> **PROBLEM DETAILS**
Please reproduce the lines from the line with "of the driver" to the final line, including both of those lines.

Start of INPUT MATERIAL

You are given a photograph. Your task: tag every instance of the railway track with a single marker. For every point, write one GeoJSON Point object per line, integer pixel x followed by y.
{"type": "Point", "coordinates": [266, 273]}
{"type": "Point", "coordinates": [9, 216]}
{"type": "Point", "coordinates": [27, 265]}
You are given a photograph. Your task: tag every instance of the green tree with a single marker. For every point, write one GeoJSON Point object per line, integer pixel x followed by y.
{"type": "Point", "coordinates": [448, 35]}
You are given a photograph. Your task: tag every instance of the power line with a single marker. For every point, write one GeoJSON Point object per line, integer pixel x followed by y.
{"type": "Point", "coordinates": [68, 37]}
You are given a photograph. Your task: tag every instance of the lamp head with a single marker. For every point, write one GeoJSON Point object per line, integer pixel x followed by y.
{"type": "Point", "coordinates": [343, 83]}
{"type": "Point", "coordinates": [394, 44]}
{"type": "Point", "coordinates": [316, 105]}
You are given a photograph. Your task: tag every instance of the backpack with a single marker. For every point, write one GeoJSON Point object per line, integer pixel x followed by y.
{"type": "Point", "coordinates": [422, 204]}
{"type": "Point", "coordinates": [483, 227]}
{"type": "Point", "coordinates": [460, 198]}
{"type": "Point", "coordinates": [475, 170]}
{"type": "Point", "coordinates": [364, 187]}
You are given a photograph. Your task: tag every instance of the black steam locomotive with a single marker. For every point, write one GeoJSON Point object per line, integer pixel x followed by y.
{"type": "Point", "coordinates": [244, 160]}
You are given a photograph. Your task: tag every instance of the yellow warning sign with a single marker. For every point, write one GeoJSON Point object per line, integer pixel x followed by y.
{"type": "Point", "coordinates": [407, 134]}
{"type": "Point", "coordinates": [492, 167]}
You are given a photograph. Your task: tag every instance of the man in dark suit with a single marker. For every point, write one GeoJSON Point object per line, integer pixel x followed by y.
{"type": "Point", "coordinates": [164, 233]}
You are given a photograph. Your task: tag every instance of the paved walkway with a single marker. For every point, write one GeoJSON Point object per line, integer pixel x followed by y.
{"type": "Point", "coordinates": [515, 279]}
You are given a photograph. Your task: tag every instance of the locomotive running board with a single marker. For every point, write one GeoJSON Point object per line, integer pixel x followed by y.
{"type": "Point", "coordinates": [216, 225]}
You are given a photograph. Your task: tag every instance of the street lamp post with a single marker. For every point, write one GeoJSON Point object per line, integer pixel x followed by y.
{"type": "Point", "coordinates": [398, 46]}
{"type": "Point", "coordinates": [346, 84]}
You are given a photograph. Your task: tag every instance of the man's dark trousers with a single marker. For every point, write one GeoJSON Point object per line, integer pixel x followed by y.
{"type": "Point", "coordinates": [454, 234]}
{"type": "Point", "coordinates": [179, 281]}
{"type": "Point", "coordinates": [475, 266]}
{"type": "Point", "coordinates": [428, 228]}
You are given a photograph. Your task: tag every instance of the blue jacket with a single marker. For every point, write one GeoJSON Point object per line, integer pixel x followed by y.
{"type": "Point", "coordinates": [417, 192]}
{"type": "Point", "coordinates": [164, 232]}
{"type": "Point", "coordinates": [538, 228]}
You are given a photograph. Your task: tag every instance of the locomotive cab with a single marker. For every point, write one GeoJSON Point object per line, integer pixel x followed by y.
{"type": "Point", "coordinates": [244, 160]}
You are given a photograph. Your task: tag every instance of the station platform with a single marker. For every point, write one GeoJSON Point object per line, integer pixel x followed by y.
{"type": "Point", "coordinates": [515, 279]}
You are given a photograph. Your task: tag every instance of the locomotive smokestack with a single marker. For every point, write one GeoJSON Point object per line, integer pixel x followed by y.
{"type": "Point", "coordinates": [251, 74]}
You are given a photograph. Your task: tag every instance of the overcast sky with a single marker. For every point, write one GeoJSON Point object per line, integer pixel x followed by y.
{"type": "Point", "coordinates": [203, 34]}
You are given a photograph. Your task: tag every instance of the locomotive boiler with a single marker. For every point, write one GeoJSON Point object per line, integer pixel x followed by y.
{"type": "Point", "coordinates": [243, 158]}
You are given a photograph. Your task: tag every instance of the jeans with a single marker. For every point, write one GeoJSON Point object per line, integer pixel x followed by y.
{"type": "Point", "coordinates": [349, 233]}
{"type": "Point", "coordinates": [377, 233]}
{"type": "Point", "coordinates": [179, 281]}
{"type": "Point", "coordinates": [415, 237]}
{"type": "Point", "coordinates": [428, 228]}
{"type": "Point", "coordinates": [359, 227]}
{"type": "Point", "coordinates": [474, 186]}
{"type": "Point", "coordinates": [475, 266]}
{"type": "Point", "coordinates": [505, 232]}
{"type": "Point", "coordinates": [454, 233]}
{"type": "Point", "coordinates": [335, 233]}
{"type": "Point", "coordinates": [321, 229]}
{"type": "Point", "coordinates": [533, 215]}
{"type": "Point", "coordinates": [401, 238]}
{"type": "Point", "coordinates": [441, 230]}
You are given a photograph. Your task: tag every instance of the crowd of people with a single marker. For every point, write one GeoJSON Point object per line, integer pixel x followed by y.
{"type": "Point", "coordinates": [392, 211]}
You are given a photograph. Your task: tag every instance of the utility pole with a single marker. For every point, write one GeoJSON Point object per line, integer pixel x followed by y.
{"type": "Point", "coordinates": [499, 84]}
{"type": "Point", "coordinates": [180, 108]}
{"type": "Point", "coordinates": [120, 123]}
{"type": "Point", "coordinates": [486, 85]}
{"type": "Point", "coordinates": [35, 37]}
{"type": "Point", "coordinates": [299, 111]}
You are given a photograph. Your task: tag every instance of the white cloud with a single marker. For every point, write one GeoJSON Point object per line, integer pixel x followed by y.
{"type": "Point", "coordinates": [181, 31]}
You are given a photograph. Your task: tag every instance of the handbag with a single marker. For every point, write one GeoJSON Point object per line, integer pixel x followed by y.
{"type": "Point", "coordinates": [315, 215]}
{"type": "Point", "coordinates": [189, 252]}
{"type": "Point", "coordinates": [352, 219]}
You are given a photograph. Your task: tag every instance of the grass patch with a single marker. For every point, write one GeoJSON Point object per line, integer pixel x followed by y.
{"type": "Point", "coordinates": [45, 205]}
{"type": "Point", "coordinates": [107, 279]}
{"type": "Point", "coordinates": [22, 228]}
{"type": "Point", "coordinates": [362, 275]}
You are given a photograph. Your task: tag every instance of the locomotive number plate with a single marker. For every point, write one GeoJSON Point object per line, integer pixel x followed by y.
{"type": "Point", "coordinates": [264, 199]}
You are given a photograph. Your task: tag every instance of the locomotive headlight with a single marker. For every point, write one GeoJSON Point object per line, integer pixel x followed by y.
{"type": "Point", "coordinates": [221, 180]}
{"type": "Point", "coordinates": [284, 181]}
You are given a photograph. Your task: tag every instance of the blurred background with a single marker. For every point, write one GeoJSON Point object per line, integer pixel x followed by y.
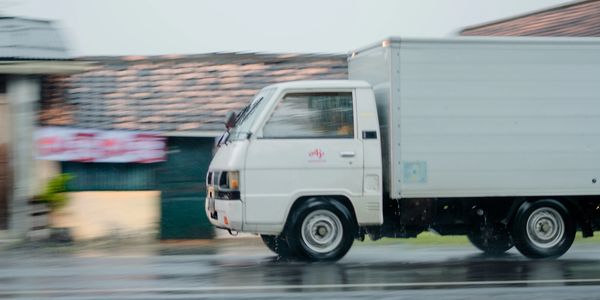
{"type": "Point", "coordinates": [109, 109]}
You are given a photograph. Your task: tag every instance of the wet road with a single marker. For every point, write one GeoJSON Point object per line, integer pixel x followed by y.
{"type": "Point", "coordinates": [246, 270]}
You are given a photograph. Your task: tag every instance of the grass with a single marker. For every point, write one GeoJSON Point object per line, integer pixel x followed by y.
{"type": "Point", "coordinates": [429, 238]}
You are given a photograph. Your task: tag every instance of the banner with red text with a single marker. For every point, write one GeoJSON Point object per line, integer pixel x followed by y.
{"type": "Point", "coordinates": [89, 145]}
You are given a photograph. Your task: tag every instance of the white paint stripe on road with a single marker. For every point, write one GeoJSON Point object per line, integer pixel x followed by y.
{"type": "Point", "coordinates": [296, 287]}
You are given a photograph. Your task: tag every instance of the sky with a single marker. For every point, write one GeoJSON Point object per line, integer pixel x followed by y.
{"type": "Point", "coordinates": [156, 27]}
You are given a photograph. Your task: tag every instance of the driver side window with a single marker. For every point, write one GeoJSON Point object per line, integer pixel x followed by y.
{"type": "Point", "coordinates": [312, 115]}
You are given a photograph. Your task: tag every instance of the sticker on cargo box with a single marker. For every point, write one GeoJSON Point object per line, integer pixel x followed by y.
{"type": "Point", "coordinates": [415, 172]}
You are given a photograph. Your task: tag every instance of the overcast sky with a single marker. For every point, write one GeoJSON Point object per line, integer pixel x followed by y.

End of INPUT MATERIAL

> **RESULT OF THE EXERCISE**
You are given a photograph. Your task: tag every instance of the driver side window with a single marker. For every point, write one GeoJSON Point object per line, integer pixel x followed by y.
{"type": "Point", "coordinates": [312, 115]}
You are given a photograph. Your task: tag every instance of the sticker on cargo box with a single marker. For every point, write one GeoJSON Point object per line, integer pixel x followed by y.
{"type": "Point", "coordinates": [415, 172]}
You are given a photograph. Your task: tag every instance of the overcast sky with a single marker. For every point, write one GeoJSON Point object per line, integer pixel x followed by y.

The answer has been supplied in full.